■ INSTRUCTIONS FOR THE TASK: Please give back an exact reproduction of the lines from the one with "Target: man in high-visibility vest" through the end of the entries below, and no others.

**********

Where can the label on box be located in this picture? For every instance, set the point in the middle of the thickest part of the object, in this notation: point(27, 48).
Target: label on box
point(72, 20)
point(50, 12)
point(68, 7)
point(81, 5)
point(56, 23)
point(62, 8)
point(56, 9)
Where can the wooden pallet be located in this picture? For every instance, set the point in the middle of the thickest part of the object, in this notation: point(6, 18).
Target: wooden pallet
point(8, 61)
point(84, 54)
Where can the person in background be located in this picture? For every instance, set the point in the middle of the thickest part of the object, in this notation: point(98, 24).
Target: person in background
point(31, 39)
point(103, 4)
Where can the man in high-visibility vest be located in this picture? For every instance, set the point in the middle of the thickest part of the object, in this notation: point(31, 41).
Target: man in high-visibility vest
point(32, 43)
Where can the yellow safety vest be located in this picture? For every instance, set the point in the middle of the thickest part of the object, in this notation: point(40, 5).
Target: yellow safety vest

**********

■ RESPONSE TO THIS TASK:
Target: man in high-visibility vest
point(32, 43)
Where can the yellow safety vest be located in this picture? For every instance, set the point in the middle of the thickest part of the object, in this notation: point(40, 5).
Target: yellow safety vest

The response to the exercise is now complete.